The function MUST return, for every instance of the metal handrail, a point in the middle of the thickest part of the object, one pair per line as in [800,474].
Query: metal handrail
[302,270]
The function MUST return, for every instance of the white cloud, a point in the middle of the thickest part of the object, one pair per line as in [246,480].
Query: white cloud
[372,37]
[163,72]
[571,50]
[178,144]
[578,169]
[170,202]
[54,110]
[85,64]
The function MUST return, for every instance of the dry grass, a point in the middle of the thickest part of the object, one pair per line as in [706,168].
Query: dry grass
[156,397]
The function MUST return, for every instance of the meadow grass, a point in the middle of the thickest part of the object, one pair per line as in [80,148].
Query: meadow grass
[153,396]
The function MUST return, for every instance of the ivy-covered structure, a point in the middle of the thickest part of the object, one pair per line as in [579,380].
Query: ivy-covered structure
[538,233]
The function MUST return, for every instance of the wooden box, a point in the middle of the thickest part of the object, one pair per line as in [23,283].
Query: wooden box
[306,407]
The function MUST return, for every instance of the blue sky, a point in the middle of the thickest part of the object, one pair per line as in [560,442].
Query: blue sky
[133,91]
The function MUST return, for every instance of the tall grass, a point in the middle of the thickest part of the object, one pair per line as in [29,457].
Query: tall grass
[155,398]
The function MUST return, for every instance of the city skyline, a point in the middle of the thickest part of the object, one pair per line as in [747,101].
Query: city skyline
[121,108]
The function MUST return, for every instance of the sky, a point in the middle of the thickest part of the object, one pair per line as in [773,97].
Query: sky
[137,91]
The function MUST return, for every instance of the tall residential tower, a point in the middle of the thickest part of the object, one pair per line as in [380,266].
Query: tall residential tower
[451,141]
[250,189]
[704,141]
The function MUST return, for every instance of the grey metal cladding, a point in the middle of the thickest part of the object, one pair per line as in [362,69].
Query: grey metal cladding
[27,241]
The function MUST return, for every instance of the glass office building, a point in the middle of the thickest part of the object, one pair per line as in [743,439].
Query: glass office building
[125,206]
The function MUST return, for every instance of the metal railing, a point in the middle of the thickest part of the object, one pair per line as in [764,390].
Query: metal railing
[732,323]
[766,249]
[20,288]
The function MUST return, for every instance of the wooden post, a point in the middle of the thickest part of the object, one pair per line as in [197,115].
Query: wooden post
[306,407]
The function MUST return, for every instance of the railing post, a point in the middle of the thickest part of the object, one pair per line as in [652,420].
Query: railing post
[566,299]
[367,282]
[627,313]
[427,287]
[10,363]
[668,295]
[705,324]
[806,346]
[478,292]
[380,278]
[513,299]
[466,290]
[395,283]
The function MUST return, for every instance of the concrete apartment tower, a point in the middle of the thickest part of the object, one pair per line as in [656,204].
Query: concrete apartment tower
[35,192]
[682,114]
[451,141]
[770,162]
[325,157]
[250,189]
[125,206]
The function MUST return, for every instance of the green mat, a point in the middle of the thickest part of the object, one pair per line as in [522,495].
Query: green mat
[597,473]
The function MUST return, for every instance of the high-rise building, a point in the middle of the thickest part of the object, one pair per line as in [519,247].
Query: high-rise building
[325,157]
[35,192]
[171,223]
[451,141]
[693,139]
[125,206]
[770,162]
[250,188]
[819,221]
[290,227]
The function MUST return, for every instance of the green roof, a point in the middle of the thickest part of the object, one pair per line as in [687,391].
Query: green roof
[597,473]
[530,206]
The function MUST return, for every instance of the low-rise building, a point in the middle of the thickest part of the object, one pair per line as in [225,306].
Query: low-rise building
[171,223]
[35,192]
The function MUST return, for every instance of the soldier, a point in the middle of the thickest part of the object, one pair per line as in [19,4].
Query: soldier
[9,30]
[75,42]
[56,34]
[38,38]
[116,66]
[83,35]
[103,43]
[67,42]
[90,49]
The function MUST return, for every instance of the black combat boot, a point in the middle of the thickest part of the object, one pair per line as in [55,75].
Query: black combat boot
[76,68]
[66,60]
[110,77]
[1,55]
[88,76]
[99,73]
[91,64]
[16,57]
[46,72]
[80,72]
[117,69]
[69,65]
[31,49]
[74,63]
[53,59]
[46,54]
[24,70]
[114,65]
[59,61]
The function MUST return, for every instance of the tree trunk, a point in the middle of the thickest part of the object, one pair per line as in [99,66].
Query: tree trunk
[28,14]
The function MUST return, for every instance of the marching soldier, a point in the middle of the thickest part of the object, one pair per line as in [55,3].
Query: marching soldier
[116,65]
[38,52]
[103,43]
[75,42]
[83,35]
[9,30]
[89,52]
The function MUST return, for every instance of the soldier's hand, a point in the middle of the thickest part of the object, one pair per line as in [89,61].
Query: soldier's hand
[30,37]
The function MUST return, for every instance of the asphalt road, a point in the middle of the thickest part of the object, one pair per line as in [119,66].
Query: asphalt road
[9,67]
###
Problem to solve
Print all of the records above again, word for word, with no changes.

Solution below
The function MUST return, for every instance of the metal handrail, a point in the middle of the thickest part of the object, one pair per line as in [800,474].
Query: metal handrail
[302,270]
The function MUST return, for every instance of the white cloud, a point in the middle of the thickest part of the object, one pair per line as in [246,480].
Query: white cloud
[372,37]
[163,72]
[571,50]
[178,144]
[578,169]
[170,202]
[54,110]
[85,64]
The function MUST return, for every instance of the dry grass, a point in the middle of the thickest part of the object, one pair per line as in [706,168].
Query: dry grass
[156,397]
The function MUST return, for every instance of the meadow grass, a point in the middle of the thickest part of the object, one pair per line as in [80,148].
Query: meadow grass
[153,396]
The function MUST return, for every instance of the ivy-covered structure, a point in the middle of the thickest part of the object, one pair per line as in [579,380].
Query: ivy-covered structure
[538,233]
The function MUST return, for every instance of the wooden box, a point in the middle of the thickest part of the object, one pair per line as in [23,283].
Query: wooden box
[306,407]
The function MUST return, for every instance of the blue sky, a point in the middle of the thickest part of the object, one pair per line as in [560,442].
Query: blue sky
[133,91]
The function MUST return, for every instance of the tall grass, a point in the middle of the thickest part of the object, one pair per line as in [29,457].
Query: tall grass
[155,398]
The function MUST return, for every instance of the city skyline, a point in the middle of the thickest part of the object, one pair per line as in [747,101].
Query: city skyline
[121,108]
The function MUST return, for every instance of the sky, a point in the middle of the thickest part of the object, one pair per line as in [773,97].
Query: sky
[137,91]
The function MUST return, for every instance of the tall residential tower, a point in the middle of the thickest part of the object, one pair per line as in [380,266].
Query: tall residential tower
[451,141]
[250,189]
[704,141]
The function MUST return, for every instance of the grey metal cladding, a point in the middle of the thickest part of the object, one pair per line as in [362,69].
Query: grey metal cladding
[27,241]
The function MUST return, for every instance of the glass office building, a point in the middle of the thickest part of the object, one pair per line as in [743,439].
Query: glass office building
[125,206]
The function MUST return, for every instance of the metal railing, a point in the middle of the thickest part of the object, one pair per line as in [764,390].
Query: metal railing
[732,323]
[766,249]
[20,288]
The function MUST return, for every instance of the wooden post, a point in the middle of the thickest part of the object, one pair per line as in [197,115].
Query: wooden post
[306,407]
The function MUST return, for every instance of the railing post, a point in the middle of the thickest part of the object, one pair per line as in [652,420].
Query: railing post
[566,299]
[367,282]
[627,313]
[427,287]
[10,363]
[668,295]
[705,324]
[806,346]
[478,292]
[380,278]
[513,299]
[466,290]
[395,283]
The function MUST return, for every instance of the concrete apartment tower, a point in the middle of the thickest part of the object, one pair per line as in [656,204].
Query: concrete apartment tower
[35,192]
[682,114]
[451,141]
[770,162]
[325,157]
[250,189]
[125,206]
The function MUST return, for every instance of the green mat, a point in the middle of the thickest part of the object, one pair per line as in [522,495].
Query: green mat
[597,473]
The function MUST return, for every instance of the high-rise building, a point in the middle of the thickest part of the object, one pair per line as in [519,247].
Query: high-rise building
[325,157]
[35,192]
[171,223]
[451,141]
[693,139]
[125,206]
[770,162]
[250,188]
[819,221]
[290,227]
The function MUST return, for every instance of the green roof, a point in the middle of the thickest part of the object, one pair per line as in [687,391].
Query: green roof
[597,473]
[530,206]
The function MUST return, for every instance of the low-rise building, a point in the middle of the thickest part of the object, one pair per line as in [225,306].
Query: low-rise building
[171,223]
[35,192]
The function MUST return, for every instance of the soldier, a point in the middle of the thickest part of the object, one pair per line as in [19,4].
Query: soldier
[9,30]
[75,42]
[56,34]
[38,38]
[116,66]
[83,35]
[103,43]
[67,42]
[90,49]
The function MUST return, for every instance of the black combat boot, a point in the middle of the thickest part of the object, one pair per line as in [55,75].
Query: black combat boot
[76,68]
[66,60]
[110,77]
[1,55]
[88,76]
[99,73]
[91,64]
[16,57]
[46,72]
[80,72]
[117,69]
[69,65]
[31,49]
[74,63]
[53,59]
[46,54]
[24,70]
[114,65]
[59,61]
The function MUST return, for every instance of the tree trunk, a point in the middle of the thickest part of the object, one pair per line as in [99,66].
Query: tree trunk
[28,14]
The function MUST return, for every instance of the marching soldier, a point in the middle of the thickest part of the object, one pair per line as in [55,3].
Query: marching soldier
[116,65]
[38,52]
[103,43]
[75,42]
[83,35]
[9,30]
[89,52]
The function MUST return, for every instance of the soldier's hand, a point in the middle of the thickest part of the object, one pair per line as in [89,61].
Query: soldier's hand
[30,37]
The function MUST return, for every instance of the asphalt road, a point in the middle of the thickest part of the object, one pair per line as in [119,66].
Query: asphalt road
[9,67]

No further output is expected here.